_Problem requirements_
In the listing below, find every line containing "river" and copy it out.

_Study material_
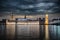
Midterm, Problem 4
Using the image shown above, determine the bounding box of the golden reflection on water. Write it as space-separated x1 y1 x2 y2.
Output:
45 14 49 40
6 21 39 38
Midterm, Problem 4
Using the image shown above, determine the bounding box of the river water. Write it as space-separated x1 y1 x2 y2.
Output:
0 22 60 40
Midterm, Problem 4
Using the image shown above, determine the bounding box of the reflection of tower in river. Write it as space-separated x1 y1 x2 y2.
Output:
39 14 49 40
39 18 45 40
45 14 49 40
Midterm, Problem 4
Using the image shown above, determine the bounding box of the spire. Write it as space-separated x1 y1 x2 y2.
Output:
24 14 26 19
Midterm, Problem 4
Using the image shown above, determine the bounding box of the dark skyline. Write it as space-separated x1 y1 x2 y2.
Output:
0 0 60 14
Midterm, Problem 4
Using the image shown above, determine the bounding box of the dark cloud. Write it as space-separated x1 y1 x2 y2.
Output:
0 0 60 14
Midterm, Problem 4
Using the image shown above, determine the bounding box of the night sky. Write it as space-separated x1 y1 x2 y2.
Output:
0 0 60 14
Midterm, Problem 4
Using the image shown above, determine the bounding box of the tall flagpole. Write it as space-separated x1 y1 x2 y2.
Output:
10 11 13 20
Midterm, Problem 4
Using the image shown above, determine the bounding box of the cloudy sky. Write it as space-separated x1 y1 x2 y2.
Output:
0 0 60 14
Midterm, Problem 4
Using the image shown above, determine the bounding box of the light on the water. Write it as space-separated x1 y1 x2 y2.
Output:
45 14 49 40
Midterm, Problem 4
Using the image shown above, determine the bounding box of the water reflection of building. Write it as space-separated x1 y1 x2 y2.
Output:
0 13 60 40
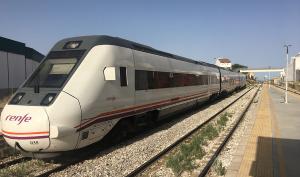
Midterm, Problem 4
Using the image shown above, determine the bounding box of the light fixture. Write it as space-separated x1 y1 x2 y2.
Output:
40 93 57 106
10 93 25 104
63 41 82 49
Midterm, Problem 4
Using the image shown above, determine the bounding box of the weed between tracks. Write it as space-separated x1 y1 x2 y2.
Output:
166 112 232 175
0 160 46 177
213 160 226 176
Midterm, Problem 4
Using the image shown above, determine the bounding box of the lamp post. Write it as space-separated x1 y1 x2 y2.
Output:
269 66 271 88
284 44 292 104
269 71 271 88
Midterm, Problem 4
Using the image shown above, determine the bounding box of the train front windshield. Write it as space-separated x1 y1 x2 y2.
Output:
24 50 85 88
25 58 77 88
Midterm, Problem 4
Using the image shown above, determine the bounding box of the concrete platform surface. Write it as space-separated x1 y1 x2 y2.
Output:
227 85 300 177
269 86 300 177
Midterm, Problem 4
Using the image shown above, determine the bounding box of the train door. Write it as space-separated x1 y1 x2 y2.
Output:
108 48 135 113
207 70 213 94
199 65 209 96
79 46 135 145
111 65 135 110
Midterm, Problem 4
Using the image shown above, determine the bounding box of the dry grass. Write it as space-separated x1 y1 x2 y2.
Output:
0 159 46 177
213 159 227 176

_Response to the task_
Using the image shown above, determine the bounding box of the river water. Write it as space-separated x1 y1 x2 y2.
Using the image shown above, determine the bounding box of the reflection of tower in river. Write it as space-separated x1 y1 x2 y2.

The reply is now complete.